**Instructions for the task:**
Rewrite every item, with both its request and its answer, from the start of the items through the line containing "781), (546, 599)]", inclusive, and add 57 to each coordinate value in the answers. Leave the requests unchanged.

**Coordinate labeling data:**
——————

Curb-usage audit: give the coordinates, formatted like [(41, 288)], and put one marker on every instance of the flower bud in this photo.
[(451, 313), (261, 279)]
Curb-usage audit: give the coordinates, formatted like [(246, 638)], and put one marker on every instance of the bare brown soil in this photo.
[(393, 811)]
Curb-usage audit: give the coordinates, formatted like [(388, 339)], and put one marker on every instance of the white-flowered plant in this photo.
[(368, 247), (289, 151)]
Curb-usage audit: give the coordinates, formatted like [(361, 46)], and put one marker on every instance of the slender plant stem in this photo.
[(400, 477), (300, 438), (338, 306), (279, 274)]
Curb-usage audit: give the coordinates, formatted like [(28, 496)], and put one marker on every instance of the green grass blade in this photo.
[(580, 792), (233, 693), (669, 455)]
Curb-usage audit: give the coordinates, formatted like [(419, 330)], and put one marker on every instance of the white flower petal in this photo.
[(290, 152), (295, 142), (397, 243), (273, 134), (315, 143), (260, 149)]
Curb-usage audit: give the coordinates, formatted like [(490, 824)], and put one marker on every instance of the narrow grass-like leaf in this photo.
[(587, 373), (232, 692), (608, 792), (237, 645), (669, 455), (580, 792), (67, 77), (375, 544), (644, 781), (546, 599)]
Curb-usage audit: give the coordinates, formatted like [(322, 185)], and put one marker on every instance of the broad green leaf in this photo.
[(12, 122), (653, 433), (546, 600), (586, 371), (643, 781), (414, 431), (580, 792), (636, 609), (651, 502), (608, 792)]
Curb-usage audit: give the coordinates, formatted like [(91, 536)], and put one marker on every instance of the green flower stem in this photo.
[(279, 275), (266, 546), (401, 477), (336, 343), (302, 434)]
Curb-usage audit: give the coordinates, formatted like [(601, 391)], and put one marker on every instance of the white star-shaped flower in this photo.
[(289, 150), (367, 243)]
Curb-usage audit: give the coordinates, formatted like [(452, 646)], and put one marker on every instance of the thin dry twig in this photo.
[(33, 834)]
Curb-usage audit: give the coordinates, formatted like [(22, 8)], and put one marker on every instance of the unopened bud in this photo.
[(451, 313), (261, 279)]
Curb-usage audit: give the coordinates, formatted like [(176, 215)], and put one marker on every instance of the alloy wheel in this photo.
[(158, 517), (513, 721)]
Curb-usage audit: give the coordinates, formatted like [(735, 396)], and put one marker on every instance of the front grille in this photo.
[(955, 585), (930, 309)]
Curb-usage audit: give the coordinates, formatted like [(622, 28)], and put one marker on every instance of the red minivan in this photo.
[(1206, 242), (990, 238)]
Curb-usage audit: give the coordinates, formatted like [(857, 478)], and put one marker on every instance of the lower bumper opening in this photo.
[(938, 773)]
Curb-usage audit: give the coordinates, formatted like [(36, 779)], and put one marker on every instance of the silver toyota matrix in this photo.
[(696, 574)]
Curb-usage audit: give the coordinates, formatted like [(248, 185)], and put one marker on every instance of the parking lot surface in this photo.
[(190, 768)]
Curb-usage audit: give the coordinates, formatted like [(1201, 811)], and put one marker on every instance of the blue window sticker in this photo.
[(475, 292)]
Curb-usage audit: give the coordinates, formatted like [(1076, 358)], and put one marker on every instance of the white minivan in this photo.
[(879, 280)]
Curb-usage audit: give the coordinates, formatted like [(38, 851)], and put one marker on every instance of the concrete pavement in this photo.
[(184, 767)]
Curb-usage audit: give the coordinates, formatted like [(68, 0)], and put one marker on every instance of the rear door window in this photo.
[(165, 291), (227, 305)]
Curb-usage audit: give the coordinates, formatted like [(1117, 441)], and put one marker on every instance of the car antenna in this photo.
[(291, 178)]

——————

**Written answer:**
Curb-usage audit: give the coordinates, formatted like [(41, 288)], and put one marker on every instance of the flower bud in this photo.
[(508, 370), (318, 336)]
Curb-usage audit: give the coordinates, formatted like [(246, 638)], and put one marker on every instance of the bare brown soil in this photo.
[(450, 868)]
Curb-usage audit: give the coordinates, formatted like [(388, 339)], and put one marker on every instance of the white-flowered plant in this photo.
[(425, 304), (346, 208)]
Curb-usage audit: give the coordinates, formatted like [(361, 46)], and put one marker on every instance of the slender plant stem in this photo.
[(457, 534), (357, 495), (395, 363), (336, 331)]
Curb-usage audit: give the coordinates, formatted like [(28, 496)], and put one marker on every instance of the green grass blade in this photo.
[(637, 849), (290, 750), (726, 512)]
Curb-usage audit: give the coordinates, formatted like [(419, 330)], and put one marker on every instance of the white flower petal in this photo.
[(347, 209), (352, 199), (454, 300), (330, 191), (372, 200), (317, 206)]
Curb-usage audit: give the coordinates, formatted like [(490, 824)], and put one marker on every instance of the narrow grass-like leaf in this photo.
[(644, 430), (289, 749), (665, 849), (294, 702), (726, 512), (637, 849), (124, 134), (432, 601), (701, 838), (603, 656)]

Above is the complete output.